# Texto da página:
╭──

A liberdade de expressão e a tolerância entram num bar
Uma análise ao impacto das redes sociais na política atual e uma reflexão sobre da liberdade de expressão.
ARTIGO
Ao longo dos anos, os meios de comunicação foram evoluindo. A rádio e televisão eram os únicos meios propagadores de ideias, mas a Internet veio mudar esse paradigma. Cada vez mais é possível chegar a grandes públicos sem passar pelos principais canais. Isso levanta alguns problemas, desde discursos de ódio até à propagação de notícias falsas para promoção política.
Todas as pessoas têm opiniões sobre os variados assuntos. No entanto, será que devem ser propagadas de maneira irrestrita?
As redes sociais permitem que cada um expresse as suas opiniões com pouquíssimas restrições. Muitas vezes a regulação baseia-se nas denúncias por parte de outros utilizadores, mas até que ponto é que deve ser permitida essa liberdade? Qual é o papel das redes na liberdade de expressão de cada um?
Este debate veio à tona recentemente com as declarações de Elon Musk, atual dono do X (ex-Twitter). Elon defende a liberdade irrestrita de ideias e opiniões, e essa foi uma das motivações para adquirir esta rede social.

╰──

# Excertos dos itens:
╭──

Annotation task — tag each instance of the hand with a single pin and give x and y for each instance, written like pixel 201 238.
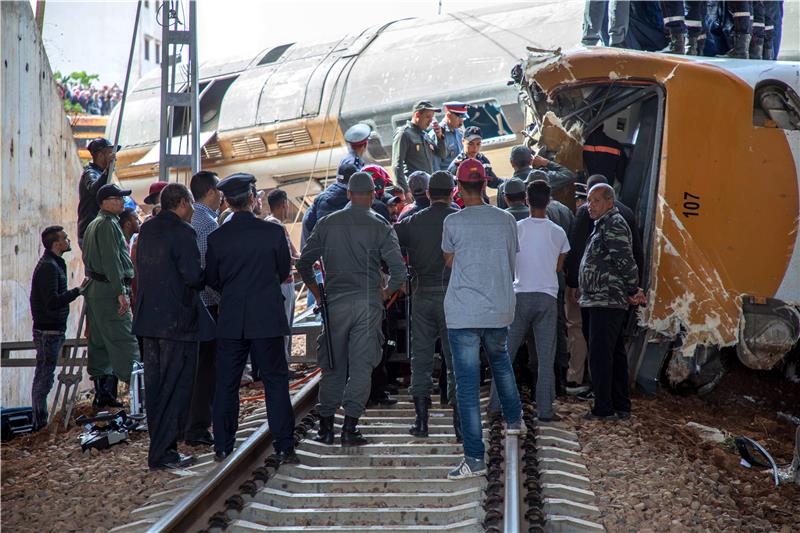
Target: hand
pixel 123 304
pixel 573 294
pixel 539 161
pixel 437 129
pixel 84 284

╰──
╭──

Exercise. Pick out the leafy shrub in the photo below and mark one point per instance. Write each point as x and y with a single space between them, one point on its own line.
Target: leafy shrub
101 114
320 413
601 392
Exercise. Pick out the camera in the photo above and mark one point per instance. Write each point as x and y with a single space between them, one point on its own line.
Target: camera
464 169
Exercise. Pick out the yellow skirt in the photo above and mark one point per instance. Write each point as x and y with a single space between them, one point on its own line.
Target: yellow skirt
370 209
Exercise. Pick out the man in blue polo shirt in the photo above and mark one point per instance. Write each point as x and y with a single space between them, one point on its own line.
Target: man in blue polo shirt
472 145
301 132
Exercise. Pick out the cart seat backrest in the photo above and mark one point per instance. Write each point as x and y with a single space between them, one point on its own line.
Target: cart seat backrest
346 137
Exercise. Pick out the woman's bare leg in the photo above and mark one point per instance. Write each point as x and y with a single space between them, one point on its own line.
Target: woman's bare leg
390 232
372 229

╰──
╭──

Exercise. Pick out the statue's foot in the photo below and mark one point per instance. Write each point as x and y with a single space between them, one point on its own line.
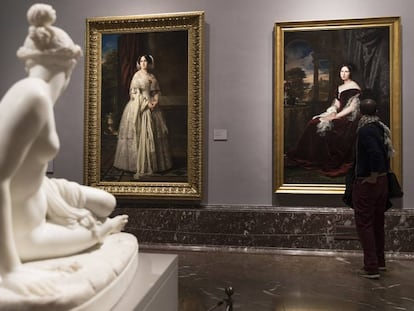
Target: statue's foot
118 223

╰──

# Tarefa curta 1:
Copie, palavra por palavra, o trecho do artigo sobre liberdade de expressão que vai de "As redes sociais permitem" a "de cada um?".
# Tarefa curta 2:
Prossiga o artigo sobre liberdade de expressão a partir da última frase apresentada.

# Resultado 1:
As redes sociais permitem que cada um expresse as suas opiniões com pouquíssimas restrições. Muitas vezes a regulação baseia-se nas denúncias por parte de outros utilizadores, mas até que ponto é que deve ser permitida essa liberdade? Qual é o papel das redes na liberdade de expressão de cada um?

# Resultado 2:
Elon considera-se um “absolutista da liberdade de expressão” e defende que a liberdade de expressão é crucial para uma democracia funcional. Inclusive, afirma que uma das razões para comprar o Twitter foi para reverter e evitar que pessoas sejam banidas por propagação de fake news. Podemos tomar como exemplo a expulsão de Donald Trump. Enfatiza ainda que estas suas decisões estão a salvar a “praça pública” da sociedade.
No entanto, pode ser feita uma leitura completamente oposta. A liberdade irrestrita de expressão, inclusive para espalhar notícias falsas, é um perigo para todos nós. Afeta as instituições democráticas, prejudicando e corrompendo-as. As notícias falsas influenciam as decisões das pessoas, e potenciam votos inconscientes baseados em pressupostos falsos.
Este fenómeno já aconteceu nas eleições norte-americanas com Donald Trump e nas eleições brasileiras com Jair Bolsonaro, que beneficiaram com a propagação de citações dos opositores que nunca haviam sido ditas; com projetos e ideias dos candidatos opositores completamente falsos e nunca por eles defendidos. Como a oposição não estava preparada para a força das redes sociais, nem acreditava que as pessoas fossem influenciadas por conteúdos sem qualquer fundo de verdade, não conseguiram desmentir tudo e foram bastante prejudicados por essas campanhas.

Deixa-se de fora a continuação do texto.